What needs to be done:
How many lines in the entries below contain the string "hoof", matching case exactly? Reply with the number only.

:: Data supplied ::

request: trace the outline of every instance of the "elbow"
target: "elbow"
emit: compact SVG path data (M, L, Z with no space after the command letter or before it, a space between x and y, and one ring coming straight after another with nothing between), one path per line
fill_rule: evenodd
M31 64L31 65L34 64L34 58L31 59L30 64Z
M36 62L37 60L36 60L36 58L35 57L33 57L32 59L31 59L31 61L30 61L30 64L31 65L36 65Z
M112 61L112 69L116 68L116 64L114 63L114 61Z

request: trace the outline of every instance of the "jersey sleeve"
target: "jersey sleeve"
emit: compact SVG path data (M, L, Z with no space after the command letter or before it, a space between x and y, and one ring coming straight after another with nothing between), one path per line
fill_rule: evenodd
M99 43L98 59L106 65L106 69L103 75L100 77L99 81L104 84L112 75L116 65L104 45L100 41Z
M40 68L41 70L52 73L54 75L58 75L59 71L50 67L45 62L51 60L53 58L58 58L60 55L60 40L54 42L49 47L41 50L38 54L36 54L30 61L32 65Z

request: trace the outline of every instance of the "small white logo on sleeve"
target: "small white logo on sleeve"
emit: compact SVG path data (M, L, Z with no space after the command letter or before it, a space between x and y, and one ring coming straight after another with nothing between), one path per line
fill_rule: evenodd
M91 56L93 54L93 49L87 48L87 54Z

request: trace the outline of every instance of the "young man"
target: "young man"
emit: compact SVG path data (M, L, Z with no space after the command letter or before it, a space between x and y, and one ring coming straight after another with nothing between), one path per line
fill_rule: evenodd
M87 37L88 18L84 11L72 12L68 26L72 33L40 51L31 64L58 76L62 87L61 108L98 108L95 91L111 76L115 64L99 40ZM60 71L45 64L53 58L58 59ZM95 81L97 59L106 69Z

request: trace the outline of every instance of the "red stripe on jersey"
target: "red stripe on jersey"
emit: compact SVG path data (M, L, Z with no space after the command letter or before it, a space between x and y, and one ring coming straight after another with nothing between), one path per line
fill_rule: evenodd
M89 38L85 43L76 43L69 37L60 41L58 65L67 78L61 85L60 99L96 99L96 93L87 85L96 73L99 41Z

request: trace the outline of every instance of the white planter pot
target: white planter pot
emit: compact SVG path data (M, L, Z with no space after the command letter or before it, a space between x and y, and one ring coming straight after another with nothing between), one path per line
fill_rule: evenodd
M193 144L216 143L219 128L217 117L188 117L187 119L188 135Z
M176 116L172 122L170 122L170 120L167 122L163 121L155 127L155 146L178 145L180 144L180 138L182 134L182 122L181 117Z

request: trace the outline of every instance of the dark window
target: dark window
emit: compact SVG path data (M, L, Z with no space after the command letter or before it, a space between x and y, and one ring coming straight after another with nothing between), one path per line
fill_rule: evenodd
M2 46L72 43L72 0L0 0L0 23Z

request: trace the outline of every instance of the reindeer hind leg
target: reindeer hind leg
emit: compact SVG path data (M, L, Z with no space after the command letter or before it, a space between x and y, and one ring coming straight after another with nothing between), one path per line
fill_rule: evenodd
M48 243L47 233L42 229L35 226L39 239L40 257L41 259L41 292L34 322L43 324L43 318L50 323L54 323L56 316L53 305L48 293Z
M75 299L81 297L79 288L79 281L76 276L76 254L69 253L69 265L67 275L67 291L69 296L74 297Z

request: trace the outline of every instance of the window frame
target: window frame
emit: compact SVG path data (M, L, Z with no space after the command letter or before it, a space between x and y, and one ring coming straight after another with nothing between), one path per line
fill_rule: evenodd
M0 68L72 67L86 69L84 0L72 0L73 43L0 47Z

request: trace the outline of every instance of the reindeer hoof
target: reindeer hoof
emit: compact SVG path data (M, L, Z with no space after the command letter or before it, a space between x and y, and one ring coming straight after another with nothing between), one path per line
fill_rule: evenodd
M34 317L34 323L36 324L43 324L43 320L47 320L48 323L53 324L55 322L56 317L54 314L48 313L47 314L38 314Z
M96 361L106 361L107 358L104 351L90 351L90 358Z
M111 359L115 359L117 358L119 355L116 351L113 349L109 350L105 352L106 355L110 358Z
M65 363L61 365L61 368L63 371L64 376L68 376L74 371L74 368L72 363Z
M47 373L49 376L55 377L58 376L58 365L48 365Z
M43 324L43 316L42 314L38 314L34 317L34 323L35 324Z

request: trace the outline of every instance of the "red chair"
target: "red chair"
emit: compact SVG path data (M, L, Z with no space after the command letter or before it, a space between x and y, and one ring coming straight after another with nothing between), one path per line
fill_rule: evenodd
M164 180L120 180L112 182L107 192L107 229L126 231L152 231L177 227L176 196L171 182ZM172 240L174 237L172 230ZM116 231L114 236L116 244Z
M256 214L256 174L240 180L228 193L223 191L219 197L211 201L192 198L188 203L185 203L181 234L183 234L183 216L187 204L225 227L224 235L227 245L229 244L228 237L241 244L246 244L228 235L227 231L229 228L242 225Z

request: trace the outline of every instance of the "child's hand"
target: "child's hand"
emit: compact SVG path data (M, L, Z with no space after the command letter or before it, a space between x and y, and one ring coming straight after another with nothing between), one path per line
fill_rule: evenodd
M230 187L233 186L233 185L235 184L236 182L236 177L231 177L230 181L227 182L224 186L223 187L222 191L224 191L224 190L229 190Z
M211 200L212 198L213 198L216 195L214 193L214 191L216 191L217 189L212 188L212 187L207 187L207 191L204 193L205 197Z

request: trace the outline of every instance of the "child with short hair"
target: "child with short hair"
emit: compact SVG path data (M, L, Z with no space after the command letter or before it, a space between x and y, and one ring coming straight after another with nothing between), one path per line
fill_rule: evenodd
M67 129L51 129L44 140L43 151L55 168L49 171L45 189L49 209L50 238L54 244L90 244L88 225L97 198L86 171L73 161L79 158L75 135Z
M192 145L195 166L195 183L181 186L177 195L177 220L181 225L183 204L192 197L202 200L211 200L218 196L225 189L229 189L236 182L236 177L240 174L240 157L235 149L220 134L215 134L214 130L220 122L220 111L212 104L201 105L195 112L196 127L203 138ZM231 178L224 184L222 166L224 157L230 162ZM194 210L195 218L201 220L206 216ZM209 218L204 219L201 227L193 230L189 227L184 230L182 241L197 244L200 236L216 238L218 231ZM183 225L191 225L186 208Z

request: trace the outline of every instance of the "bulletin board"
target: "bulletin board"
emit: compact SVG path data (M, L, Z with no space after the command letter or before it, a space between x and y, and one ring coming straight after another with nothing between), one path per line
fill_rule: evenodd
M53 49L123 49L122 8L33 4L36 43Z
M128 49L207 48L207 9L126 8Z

:::

Result below:
2